## Source document
* * * * * * * * *
The following example shows two workspaces: "local" and "hpc", with current workspace set to "local":
-
Since I had already created MIMIC parquet files in my HPC environment, I left
"mimic_csv_dir"as blank""and only provided the location of my parquet files at"mimic_parquet_dir". -
For my local device, I elected to convert from CSV by specifying their location at
"mimic_csv_dir", while leaving"mimic_parquet_dir"blank to use the default setting (creates/parquetsubdirectory under the CSV directory).
{
"current_workspace": "local",
"hpc": {
"mimic_csv_dir": "",
"mimic_parquet_dir": "/some/absolute/path/to/your/project/root/CLIF-MIMIC/data/mimic-data/mimic-iv-3.1/parquet"
},
"local": {
"mimic_csv_dir": "/some/absolute/path/to/your/project/root/CLIF-MIMIC/data/mimic-data/mimic-iv-3.1",
"mimic_parquet_dir": ""
}
}- You can also store multiple versions of the CLIF table outputs by customizing
clif_output_dir_name. If you leave it blank with"", the program would default to naming itf"rclif-{CLIF_VERSION}". Using this default is recommended if you want to access and store multiple CLIF versions at the same time.
After navigating to the project directory, ensure you are on the correct branch:
main- for the latest stable versionrelease/<x.x.x>- for a beta version
To switch to a specific branch (e.g., release/0.2.0):
# Fetch information on all remote branches
git fetch
# Switch to branch release/0.2.0
git switch release/0.2.0
# Verify current branch
git branchuv is a fast Python package manager that simplifies dependency management.
-
Install uv (if not already installed):
# macOS/Linux curl -LsSf https://astral.sh/uv/install.sh | sh # Windows (PowerShell) powershell -ExecutionPolicy ByPass -c "irm https://astral.sh/uv/install.ps1 | iex"
-
Run the pipeline (once on the correct branch):
uv run python main.py
On the correct branch, run the following line by line:
# Create a virtual environment
python3 -m venv .venv/
# Activate the virtual environment
source .venv/bin/activate
# Install the dependencies
pip install -r requirements.txt
# Run the pipeline
python3 main.pyAfter running the pipeline, you'll find the following outputs:
Generated Parquet files will be in output/rclif-2.1.0/ (or your custom output directory name).
| Table | Typical Size |
|---|---|
vitals |
~265 MB |
labs |
~344 MB |
patient_assessments |
~137 MB |
medication_admin_continuous |
~84 MB |
medication_admin_intermittent |
~48 MB |
adt |
~33 MB |
respiratory_support |
~29 MB |
position |
~24 MB |
hospital_diagnosis |
~20 MB |
hospitalization |
~16 MB |
patient_procedures |
~8.2 MB |
crrt_therapy |
~4.3 MB |
code_status |
~1.1 MB |
patient |
~3 MB |
output/logs/clif_mimic_all.log- All INFO+ messagesoutput/logs/clif_mimic_errors.log- Warnings and errors only
-
π Change Log
-
π Issues Log
To contribute to this open-source project, feel free to:
-
Open an issue for bugs or feature requests
-
Follow branch naming conventions (e.g.,
new-table/dialysis,fix/vitals-mapping) -
Submit a pull request for review
This project is licensed under the MIT License.
Important
The MIMIC-IV dataset is subject to the PhysioNet Data Use Agreement. Users must obtain access through PhysioNet before processing.
* * * * * * * * *
## Entries provided
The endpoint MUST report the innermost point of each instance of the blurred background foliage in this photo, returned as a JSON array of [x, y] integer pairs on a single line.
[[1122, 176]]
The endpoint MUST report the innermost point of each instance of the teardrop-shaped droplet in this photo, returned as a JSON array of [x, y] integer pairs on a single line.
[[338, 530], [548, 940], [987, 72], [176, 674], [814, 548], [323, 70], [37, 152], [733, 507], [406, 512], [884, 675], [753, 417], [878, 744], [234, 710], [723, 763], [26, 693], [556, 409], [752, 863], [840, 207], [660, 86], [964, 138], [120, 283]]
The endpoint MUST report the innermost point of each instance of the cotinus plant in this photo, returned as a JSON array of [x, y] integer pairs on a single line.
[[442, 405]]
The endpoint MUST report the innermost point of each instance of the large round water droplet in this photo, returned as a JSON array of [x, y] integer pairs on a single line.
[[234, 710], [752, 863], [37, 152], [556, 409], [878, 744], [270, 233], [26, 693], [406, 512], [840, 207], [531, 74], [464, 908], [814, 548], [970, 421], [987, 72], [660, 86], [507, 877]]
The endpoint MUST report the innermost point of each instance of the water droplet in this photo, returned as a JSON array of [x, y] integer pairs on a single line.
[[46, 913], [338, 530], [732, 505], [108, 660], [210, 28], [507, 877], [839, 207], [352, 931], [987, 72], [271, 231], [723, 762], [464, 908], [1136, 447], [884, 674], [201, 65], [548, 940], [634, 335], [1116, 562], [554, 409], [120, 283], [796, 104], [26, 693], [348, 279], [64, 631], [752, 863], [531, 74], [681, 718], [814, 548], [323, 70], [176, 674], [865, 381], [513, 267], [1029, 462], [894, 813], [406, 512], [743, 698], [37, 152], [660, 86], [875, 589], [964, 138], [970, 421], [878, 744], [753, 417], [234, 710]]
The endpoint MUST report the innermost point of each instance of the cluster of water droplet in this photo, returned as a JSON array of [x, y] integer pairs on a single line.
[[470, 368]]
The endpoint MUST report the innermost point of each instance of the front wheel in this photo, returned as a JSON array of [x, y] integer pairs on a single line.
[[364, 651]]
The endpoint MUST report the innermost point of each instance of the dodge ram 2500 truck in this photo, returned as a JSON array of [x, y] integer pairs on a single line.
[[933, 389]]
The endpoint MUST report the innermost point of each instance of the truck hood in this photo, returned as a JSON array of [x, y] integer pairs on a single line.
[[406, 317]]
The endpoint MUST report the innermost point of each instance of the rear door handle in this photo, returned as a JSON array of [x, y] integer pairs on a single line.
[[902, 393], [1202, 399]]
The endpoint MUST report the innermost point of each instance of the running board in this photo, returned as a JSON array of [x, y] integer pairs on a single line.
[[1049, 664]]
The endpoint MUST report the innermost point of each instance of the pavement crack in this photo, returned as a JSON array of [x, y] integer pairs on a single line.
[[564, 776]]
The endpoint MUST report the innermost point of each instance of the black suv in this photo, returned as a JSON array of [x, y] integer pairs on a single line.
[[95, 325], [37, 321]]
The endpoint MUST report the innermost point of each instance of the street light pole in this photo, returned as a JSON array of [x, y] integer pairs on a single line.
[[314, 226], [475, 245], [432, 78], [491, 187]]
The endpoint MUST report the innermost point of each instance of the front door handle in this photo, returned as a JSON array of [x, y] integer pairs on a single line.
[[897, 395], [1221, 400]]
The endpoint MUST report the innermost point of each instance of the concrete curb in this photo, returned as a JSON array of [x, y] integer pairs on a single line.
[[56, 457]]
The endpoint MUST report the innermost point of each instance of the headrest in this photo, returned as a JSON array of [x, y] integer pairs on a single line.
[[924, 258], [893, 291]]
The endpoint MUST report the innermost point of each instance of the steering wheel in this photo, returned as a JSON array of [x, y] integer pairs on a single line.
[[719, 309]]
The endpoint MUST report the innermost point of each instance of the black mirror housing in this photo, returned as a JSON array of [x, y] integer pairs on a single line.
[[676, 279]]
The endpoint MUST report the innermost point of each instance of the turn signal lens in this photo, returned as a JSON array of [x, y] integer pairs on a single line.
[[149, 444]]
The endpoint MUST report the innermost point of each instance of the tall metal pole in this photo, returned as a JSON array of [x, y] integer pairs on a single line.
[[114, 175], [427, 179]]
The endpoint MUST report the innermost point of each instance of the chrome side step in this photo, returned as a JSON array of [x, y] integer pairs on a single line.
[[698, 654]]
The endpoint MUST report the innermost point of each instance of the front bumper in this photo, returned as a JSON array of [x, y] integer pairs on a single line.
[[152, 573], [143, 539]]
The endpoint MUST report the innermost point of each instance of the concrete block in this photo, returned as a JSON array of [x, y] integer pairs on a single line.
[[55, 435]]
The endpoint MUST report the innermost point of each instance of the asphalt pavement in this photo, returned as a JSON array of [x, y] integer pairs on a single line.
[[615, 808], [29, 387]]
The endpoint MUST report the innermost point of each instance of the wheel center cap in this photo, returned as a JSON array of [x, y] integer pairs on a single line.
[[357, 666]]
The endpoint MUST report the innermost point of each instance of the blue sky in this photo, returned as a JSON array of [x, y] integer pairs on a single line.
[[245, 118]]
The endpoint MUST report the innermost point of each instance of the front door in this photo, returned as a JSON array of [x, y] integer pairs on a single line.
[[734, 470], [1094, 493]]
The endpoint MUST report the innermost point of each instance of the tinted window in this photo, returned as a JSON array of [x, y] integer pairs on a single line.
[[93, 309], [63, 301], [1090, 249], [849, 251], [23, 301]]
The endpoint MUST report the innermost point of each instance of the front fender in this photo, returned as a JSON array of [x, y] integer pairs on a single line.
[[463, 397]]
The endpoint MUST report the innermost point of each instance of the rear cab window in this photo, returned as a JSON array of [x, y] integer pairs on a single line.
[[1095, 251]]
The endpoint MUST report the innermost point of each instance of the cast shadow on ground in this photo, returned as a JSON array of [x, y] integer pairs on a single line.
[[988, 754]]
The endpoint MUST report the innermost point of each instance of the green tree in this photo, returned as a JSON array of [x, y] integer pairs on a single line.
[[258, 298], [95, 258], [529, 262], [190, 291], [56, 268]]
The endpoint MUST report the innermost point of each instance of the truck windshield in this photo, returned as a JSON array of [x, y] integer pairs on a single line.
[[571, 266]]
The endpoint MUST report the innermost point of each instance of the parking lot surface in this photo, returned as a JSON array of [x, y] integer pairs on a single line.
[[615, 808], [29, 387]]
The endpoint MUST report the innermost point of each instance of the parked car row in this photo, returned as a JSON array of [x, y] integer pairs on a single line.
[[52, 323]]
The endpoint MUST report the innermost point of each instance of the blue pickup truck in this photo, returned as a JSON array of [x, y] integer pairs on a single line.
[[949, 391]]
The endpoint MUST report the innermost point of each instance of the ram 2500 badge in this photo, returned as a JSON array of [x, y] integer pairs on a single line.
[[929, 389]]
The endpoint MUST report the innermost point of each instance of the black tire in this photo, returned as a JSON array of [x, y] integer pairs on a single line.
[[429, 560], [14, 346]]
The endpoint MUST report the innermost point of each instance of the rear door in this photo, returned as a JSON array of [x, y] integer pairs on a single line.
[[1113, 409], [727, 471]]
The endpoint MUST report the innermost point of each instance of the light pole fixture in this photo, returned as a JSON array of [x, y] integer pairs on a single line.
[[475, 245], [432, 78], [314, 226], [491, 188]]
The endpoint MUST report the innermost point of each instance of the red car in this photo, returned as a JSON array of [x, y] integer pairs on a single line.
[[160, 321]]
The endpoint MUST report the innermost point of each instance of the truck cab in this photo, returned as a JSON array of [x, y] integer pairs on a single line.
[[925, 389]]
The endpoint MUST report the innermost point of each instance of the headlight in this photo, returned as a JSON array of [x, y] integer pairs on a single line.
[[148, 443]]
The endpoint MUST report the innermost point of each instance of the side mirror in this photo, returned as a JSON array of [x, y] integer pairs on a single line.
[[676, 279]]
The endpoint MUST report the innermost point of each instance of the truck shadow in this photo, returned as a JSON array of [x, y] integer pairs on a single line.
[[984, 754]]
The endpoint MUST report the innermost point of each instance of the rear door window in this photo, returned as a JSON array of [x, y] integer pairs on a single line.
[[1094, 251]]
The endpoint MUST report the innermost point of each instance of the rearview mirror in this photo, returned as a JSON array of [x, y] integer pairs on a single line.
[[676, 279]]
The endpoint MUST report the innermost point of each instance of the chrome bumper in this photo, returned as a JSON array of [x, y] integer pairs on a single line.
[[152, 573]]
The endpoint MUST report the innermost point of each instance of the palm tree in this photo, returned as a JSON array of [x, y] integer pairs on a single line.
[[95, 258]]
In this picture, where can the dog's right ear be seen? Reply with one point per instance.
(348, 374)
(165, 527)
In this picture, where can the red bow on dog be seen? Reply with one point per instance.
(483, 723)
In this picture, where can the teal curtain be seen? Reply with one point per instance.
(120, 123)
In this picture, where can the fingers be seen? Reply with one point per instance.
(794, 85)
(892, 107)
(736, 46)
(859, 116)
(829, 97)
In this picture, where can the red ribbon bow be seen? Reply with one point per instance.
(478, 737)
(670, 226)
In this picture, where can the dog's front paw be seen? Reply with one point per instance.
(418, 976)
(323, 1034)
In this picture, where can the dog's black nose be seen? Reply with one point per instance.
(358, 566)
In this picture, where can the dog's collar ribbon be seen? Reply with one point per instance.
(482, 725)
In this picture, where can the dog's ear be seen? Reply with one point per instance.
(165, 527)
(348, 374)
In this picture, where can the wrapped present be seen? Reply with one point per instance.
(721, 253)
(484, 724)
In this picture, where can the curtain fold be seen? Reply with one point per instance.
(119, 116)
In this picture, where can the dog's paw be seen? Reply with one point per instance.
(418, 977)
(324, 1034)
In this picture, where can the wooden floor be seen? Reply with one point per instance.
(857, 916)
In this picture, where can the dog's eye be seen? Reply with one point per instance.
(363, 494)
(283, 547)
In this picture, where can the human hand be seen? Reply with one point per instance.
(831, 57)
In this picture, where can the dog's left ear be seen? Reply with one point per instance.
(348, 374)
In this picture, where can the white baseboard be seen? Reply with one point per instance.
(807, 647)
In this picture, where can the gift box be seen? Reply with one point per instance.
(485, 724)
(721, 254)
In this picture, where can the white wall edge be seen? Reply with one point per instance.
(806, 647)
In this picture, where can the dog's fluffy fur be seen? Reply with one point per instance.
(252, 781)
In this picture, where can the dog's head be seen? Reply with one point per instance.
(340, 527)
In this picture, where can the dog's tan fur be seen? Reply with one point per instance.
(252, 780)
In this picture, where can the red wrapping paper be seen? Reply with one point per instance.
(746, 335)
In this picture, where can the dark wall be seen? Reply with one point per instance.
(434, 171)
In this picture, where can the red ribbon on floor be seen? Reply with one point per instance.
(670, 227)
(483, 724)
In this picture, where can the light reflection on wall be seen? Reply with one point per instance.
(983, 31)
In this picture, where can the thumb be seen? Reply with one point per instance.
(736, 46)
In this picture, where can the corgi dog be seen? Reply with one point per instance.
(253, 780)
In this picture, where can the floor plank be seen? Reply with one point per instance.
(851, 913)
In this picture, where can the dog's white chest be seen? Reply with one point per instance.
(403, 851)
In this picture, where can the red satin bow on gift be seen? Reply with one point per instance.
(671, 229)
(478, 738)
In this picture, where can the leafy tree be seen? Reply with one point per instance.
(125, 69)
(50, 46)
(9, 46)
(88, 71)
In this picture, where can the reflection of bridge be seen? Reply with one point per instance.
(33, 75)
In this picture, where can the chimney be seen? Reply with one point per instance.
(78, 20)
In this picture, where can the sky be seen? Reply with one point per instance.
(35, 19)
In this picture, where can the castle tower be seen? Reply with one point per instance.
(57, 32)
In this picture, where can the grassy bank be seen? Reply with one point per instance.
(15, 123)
* * * * * * * * *
## Check your understanding
(1) The README gives a set of commands to run line by line as an alternative to uv. List each of those commands in order, without the comment lines.
(2) Output everything in the README from "The following example" down to "the CSV directory).".
(3) Under which license is the project in the README released?
The records are separate material and have no connection to the README.

## Solutions below
(1)
python3 -m venv .venv/
source .venv/bin/activate
pip install -r requirements.txt
python3 main.py

(2)
The following example shows two workspaces: "local" and "hpc", with current workspace set to "local":
-
Since I had already created MIMIC parquet files in my HPC environment, I left
"mimic_csv_dir"as blank""and only provided the location of my parquet files at"mimic_parquet_dir". -
For my local device, I elected to convert from CSV by specifying their location at
"mimic_csv_dir", while leaving"mimic_parquet_dir"blank to use the default setting (creates/parquetsubdirectory under the CSV directory).

(3) The MIT License.